TO-DO LIST
1 – List every variant of the feasibility pump that the passage on feasibility pump heuristics names.
2 – In the passage on feasibility pump heuristics, how is the actual objective function computed at each pumping cycle of the objective FP?
3 – Carry on the passage on feasibility pump heuristics from its last sentence.

This basic Feasibility Pump approach was extended to the general feasibility pump, a heuristic for general mixed-integer problems (Bertacco et al. 2007). On the one hand, the general feasibility pump employs the distance function in which the general integer variables also contribute to the distance. On the other hand, in order to enhance FP so that it returns a good-quality initial solution, the so called Objective feasibility pump was proposed in Achterberg and Berthold (2007). The idea of the objective FP is to include the original objective function as a part of the objective function of the problem considered at a certain pumping cycle of FP. At each pumping cycle, the actual objective function is computed as a linear combination of the feasibility measure and the original objective function. Results reported in Achterberg and Berthold (2007) indicate that this approach usually yields considerably higher-quality solutions than the basic FP. However, it generally requires much longer computational time.

DATA LISTING
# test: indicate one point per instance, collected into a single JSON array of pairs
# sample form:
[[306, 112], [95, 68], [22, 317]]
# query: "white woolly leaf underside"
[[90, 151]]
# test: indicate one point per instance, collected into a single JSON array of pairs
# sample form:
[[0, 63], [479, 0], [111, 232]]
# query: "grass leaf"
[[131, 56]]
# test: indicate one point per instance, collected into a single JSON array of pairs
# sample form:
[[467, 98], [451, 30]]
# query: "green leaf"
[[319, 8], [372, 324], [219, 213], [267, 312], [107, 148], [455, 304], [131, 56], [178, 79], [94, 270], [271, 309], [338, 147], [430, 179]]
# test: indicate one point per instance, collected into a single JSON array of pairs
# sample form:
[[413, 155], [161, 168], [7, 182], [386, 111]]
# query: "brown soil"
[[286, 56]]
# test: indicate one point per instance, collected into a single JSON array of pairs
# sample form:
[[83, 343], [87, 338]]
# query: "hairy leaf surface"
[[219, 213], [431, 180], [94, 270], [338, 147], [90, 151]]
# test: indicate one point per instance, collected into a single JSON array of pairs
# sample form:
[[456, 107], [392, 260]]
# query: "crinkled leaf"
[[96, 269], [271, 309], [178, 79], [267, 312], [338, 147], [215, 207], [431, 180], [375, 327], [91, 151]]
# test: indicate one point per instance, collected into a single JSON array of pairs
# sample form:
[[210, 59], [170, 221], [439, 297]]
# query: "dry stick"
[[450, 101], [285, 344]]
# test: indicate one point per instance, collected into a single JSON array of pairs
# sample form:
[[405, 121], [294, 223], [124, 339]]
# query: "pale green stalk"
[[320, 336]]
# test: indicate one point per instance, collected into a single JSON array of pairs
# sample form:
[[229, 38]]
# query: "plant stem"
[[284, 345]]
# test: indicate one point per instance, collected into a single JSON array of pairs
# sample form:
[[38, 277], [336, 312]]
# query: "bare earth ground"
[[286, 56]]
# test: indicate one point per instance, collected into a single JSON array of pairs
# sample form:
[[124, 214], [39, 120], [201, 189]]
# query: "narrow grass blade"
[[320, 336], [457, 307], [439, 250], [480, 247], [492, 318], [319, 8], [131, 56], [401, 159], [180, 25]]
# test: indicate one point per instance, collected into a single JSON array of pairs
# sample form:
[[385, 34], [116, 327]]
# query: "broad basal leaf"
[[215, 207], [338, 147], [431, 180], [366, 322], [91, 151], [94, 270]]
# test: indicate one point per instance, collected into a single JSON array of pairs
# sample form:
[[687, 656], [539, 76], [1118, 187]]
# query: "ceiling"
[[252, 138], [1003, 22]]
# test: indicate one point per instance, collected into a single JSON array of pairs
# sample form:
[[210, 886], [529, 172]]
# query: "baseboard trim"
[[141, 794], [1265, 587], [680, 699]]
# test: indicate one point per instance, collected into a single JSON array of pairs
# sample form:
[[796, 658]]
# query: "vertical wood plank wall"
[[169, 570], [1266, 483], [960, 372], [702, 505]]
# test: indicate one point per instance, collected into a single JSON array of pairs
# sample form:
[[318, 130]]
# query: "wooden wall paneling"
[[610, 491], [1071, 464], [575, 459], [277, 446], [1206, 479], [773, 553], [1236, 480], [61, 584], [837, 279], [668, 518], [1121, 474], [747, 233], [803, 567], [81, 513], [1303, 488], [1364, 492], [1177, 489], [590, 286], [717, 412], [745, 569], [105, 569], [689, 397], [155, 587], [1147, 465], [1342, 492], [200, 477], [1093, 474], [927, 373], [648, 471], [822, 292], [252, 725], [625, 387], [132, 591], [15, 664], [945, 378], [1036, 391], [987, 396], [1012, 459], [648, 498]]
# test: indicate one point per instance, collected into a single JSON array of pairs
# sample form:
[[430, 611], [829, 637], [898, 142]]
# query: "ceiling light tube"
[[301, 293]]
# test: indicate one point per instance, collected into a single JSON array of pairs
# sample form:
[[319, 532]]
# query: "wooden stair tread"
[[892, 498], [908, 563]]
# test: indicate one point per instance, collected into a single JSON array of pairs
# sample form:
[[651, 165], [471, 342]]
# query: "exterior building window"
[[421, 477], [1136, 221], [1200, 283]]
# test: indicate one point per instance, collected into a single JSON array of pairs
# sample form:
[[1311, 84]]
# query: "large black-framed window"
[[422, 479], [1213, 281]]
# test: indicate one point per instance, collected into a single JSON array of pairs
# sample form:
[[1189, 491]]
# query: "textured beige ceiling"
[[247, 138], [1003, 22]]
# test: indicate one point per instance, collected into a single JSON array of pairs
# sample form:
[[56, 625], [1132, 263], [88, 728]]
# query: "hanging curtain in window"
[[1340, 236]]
--
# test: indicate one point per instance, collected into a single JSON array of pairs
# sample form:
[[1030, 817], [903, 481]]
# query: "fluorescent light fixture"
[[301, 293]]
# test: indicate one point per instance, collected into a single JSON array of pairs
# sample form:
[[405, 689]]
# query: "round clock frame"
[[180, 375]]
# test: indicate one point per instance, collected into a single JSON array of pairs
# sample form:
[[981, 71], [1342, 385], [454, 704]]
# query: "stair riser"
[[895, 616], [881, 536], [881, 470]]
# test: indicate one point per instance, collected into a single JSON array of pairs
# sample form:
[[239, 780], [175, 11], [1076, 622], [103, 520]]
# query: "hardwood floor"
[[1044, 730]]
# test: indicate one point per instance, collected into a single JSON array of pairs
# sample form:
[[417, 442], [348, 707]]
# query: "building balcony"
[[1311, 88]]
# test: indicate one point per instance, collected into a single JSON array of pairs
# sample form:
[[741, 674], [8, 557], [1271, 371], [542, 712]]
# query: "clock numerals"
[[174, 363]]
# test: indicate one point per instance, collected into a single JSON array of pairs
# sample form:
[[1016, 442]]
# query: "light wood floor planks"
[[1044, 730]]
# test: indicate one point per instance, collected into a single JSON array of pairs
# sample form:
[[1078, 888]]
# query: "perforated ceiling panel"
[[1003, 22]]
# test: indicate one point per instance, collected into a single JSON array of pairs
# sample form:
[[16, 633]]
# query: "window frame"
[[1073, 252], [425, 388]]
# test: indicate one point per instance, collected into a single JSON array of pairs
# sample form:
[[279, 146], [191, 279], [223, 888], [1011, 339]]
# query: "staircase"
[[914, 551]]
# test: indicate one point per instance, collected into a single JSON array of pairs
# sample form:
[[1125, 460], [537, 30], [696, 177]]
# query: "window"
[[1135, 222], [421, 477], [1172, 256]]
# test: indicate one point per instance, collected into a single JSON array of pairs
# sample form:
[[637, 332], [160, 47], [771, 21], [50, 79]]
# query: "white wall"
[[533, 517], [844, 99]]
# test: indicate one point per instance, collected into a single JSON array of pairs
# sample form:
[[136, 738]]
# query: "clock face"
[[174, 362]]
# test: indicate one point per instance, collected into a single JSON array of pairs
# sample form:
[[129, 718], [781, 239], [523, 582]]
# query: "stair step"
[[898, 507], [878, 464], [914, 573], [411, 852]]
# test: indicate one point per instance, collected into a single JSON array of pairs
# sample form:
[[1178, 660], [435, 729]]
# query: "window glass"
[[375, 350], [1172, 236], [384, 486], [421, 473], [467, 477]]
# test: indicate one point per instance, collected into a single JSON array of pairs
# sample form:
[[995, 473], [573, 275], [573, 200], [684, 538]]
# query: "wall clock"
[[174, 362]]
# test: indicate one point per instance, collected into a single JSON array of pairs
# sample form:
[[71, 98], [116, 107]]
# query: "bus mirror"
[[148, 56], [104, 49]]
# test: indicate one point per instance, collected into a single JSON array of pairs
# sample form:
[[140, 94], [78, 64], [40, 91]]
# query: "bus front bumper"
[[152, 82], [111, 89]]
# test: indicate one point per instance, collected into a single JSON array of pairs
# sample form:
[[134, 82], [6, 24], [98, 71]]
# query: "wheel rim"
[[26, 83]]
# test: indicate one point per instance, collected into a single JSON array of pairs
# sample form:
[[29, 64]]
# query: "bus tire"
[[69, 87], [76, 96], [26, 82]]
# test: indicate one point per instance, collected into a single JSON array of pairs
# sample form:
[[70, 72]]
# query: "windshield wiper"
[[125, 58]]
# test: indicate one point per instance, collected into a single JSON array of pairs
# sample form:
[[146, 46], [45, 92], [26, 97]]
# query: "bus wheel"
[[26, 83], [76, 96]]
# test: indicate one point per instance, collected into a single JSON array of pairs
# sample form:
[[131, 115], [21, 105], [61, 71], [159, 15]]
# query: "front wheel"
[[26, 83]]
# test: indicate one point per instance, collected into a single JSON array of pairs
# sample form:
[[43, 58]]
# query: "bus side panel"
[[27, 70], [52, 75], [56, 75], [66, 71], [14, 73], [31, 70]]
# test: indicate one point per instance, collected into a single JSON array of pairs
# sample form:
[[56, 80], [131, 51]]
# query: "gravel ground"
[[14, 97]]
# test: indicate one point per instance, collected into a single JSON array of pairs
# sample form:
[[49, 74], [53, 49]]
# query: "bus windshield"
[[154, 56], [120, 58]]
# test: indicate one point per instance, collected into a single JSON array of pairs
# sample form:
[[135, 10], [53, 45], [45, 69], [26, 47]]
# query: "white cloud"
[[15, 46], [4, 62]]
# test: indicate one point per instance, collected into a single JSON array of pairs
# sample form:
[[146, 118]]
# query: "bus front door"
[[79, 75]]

RESULTS
1 –
basic Feasibility Pump
general feasibility pump
Objective feasibility pump

2 – As a linear combination of the feasibility measure and the original objective function.

3 –
4.2 Variable neighborhood pump

Hanafi et al. (2010) proposed a new method for finding an initial feasible solution for Mixed integer programs called Variable Neighborhood Pump (VNP) (Algorithm 10), that combines Variable neighborhood branching (VNB) (Hansen et al. 2006) and Feasibility pump heuristics (Fischetti et al. 2005). The VNP works in the following way. Firstly, an optimal solution \(\overline{x}\) of the LP-relaxation of the initial 0–1 MIP problem is determined. After that, the obtained solution is rounded and one iteration of the FP pumping cycle is executed in order to obtain a near-feasible vector \(\tilde{x}\). Then, a variable neighbourhood branching, adapted for 0–1 MIP feasibility (Hanafi et al. 2010), is applied on the solution \(\tilde{x}\), in an attempt to locate a feasible solution of the original problem. If VNB does not return a feasible solution a pseudo-cut is added to the current subproblem in order to change the linear relaxation solution, and the process is iterated. VNB returns either a feasible solution or reports failure and returns the last integer (infeasible) solution.

figure j

4.3 Diving heuristics

Lazić et al. (2014) proposed two diving heuristics for obtaining a first MIP feasible solution. Diving heuristics are based on the systematic hard variable fixing (diving) process, according to information obtained from the linear relaxation solution of the problem. They rely on the observation that a general-purpose MIP solver can be used not only for finding (near) optimal solutions of a given input problem, but also for finding the initial feasible solution.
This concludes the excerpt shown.